→ **Record extracts**:
========

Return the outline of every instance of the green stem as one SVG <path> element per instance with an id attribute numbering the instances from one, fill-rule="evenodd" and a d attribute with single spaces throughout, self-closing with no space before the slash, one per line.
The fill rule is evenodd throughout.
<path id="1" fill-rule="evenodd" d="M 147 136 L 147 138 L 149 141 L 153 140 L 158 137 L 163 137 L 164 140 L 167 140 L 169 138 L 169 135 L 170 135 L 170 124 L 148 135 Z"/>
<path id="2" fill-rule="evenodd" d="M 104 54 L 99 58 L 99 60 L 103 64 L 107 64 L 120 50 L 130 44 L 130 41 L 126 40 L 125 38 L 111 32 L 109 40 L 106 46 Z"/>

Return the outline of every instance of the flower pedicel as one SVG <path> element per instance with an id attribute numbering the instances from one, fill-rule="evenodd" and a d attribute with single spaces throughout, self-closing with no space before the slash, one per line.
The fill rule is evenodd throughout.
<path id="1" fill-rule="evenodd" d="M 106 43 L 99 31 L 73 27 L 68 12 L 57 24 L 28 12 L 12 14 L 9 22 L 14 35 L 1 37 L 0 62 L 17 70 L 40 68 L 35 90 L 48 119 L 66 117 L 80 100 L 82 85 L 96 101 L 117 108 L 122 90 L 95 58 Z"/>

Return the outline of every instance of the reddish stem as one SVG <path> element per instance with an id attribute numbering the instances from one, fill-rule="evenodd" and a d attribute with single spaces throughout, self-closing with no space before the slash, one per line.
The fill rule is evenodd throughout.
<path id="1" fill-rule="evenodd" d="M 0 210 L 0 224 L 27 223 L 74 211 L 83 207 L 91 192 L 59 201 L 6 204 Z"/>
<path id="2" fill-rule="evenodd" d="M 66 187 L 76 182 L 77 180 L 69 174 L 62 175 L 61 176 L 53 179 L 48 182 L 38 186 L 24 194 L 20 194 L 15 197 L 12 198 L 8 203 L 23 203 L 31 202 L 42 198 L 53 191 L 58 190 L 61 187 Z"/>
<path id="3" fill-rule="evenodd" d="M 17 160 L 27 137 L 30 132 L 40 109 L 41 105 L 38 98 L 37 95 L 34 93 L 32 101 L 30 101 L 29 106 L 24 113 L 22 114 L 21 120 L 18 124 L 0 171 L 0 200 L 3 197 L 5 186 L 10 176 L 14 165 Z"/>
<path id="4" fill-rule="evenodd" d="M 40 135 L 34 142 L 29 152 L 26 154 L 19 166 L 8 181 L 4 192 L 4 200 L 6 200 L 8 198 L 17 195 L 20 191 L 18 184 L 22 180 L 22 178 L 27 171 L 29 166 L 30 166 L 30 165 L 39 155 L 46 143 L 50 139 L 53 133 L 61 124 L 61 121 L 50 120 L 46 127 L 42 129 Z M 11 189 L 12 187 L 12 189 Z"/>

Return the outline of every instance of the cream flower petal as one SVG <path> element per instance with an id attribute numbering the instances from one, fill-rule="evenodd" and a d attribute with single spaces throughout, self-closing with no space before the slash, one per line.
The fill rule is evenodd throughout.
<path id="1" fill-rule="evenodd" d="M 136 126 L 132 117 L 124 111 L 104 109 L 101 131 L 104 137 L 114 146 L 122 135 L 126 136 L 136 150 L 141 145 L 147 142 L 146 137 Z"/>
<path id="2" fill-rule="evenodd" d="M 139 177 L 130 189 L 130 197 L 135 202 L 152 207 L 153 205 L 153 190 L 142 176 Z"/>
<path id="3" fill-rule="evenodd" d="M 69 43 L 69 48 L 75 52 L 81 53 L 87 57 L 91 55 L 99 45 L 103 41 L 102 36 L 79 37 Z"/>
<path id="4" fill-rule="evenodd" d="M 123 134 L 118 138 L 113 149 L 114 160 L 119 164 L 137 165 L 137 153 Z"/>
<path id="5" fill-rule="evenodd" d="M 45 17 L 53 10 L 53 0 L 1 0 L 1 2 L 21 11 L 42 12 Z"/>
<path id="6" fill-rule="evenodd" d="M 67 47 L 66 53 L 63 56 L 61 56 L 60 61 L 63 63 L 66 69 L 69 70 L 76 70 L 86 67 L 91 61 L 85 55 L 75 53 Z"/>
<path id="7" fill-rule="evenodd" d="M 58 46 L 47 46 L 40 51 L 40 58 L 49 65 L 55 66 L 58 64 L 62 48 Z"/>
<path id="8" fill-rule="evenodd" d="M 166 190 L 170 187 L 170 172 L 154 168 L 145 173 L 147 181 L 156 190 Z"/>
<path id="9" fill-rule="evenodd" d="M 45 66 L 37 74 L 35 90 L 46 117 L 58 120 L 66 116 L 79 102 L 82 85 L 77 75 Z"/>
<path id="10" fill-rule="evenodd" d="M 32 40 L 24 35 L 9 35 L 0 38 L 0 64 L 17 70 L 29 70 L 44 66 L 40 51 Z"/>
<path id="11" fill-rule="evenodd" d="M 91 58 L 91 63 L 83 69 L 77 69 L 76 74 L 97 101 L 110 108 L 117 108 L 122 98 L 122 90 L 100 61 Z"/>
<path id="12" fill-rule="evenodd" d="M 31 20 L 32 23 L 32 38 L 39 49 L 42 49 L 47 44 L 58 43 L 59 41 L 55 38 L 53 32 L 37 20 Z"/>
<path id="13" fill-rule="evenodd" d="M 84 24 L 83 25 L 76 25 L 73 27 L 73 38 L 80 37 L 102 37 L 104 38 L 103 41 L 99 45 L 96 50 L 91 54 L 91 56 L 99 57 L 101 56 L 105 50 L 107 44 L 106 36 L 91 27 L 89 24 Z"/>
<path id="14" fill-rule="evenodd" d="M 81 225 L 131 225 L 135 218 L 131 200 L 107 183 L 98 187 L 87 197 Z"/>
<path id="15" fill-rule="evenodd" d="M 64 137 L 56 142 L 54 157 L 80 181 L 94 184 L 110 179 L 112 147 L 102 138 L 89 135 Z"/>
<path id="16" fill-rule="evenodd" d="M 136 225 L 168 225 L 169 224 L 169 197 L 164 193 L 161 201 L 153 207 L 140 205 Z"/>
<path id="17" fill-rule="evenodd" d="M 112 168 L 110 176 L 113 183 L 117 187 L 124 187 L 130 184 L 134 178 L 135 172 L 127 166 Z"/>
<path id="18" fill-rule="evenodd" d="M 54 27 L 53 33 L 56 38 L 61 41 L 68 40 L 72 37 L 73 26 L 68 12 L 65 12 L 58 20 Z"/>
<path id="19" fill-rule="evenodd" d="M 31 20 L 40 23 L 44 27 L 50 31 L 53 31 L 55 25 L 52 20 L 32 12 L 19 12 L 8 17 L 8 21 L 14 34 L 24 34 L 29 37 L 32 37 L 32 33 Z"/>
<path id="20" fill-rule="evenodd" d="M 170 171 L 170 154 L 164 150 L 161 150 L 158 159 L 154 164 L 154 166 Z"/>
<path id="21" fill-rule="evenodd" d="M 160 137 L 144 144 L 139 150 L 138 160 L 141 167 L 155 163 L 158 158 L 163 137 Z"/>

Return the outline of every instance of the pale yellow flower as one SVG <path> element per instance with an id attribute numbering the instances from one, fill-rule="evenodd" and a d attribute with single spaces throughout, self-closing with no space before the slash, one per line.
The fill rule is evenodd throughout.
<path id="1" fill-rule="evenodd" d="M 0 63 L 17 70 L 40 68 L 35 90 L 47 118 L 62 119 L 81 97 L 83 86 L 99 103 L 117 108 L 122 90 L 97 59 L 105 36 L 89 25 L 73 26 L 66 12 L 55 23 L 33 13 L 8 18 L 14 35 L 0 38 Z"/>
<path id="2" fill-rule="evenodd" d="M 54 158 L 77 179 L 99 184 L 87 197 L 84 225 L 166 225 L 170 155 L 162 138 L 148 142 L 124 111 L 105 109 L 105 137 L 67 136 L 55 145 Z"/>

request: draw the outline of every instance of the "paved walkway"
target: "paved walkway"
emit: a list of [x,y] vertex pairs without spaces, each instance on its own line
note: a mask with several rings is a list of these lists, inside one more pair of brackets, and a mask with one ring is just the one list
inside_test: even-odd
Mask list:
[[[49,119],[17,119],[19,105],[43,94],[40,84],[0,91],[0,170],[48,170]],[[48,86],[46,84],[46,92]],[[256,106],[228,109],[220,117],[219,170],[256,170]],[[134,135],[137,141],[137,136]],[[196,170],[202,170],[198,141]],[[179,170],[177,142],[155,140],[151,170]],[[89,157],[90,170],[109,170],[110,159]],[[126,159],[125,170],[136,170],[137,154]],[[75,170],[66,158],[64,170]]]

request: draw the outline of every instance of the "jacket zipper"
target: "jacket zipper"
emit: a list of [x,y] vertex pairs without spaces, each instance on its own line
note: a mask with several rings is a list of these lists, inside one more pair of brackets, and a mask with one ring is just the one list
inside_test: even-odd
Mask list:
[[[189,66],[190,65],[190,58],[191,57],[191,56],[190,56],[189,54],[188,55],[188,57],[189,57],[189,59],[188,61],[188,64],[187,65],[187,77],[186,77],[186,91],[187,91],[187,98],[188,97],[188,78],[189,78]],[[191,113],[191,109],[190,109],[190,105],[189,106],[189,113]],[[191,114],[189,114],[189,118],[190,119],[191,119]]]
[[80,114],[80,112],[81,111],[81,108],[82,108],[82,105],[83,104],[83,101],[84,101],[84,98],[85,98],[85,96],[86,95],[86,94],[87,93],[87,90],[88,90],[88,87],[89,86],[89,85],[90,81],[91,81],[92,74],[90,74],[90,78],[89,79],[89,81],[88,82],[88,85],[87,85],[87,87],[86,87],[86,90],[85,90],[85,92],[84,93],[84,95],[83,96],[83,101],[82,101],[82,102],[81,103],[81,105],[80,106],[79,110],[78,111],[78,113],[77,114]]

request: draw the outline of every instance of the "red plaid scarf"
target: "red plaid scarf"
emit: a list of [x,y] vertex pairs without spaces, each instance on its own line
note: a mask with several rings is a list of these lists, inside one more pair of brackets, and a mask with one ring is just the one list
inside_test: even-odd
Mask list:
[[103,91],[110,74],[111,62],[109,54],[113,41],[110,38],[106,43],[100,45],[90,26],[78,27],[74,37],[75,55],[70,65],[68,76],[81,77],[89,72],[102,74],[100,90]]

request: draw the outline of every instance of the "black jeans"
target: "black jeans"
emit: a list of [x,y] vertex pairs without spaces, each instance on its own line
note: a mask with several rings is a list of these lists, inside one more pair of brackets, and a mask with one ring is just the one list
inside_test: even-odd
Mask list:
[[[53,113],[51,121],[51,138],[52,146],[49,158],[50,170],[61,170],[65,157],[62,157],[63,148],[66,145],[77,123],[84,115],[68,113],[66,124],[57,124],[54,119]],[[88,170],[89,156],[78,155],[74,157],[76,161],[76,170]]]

========

→ **Task directions**: Reproduce verbatim the part that opens with the line containing "Return the outline of every instance of the reddish" and closes with the line containing "40 135 L 34", with both of those lines included.

→ **Final answer**:
Return the outline of every instance of the reddish stem as one SVG <path> element per instance with an id attribute numbering the instances from one, fill-rule="evenodd" and a d attribute with single spaces throughout, self-closing with no space before the slash, one per line.
The fill rule is evenodd throughout.
<path id="1" fill-rule="evenodd" d="M 0 210 L 0 224 L 27 223 L 74 211 L 83 207 L 91 192 L 59 201 L 6 204 Z"/>
<path id="2" fill-rule="evenodd" d="M 66 187 L 76 182 L 77 180 L 69 174 L 62 175 L 61 176 L 53 179 L 48 182 L 38 186 L 24 194 L 20 194 L 15 197 L 12 198 L 8 203 L 23 203 L 31 202 L 42 198 L 53 191 L 58 190 L 61 187 Z"/>
<path id="3" fill-rule="evenodd" d="M 17 160 L 27 137 L 30 132 L 40 109 L 41 105 L 38 98 L 37 95 L 34 93 L 32 101 L 30 101 L 29 106 L 24 113 L 22 114 L 21 120 L 18 124 L 0 171 L 0 200 L 3 197 L 5 186 L 10 176 L 14 165 Z"/>
<path id="4" fill-rule="evenodd" d="M 40 135 L 34 142 L 29 152 L 26 154 L 19 166 L 8 181 L 4 192 L 4 200 L 6 200 L 8 198 L 17 195 L 20 191 L 18 184 L 22 180 L 22 178 L 27 171 L 29 166 L 30 166 L 30 165 L 39 155 L 46 143 L 50 139 L 53 133 L 61 124 L 61 121 L 50 120 L 46 127 L 42 129 Z M 11 189 L 12 187 L 12 189 Z"/>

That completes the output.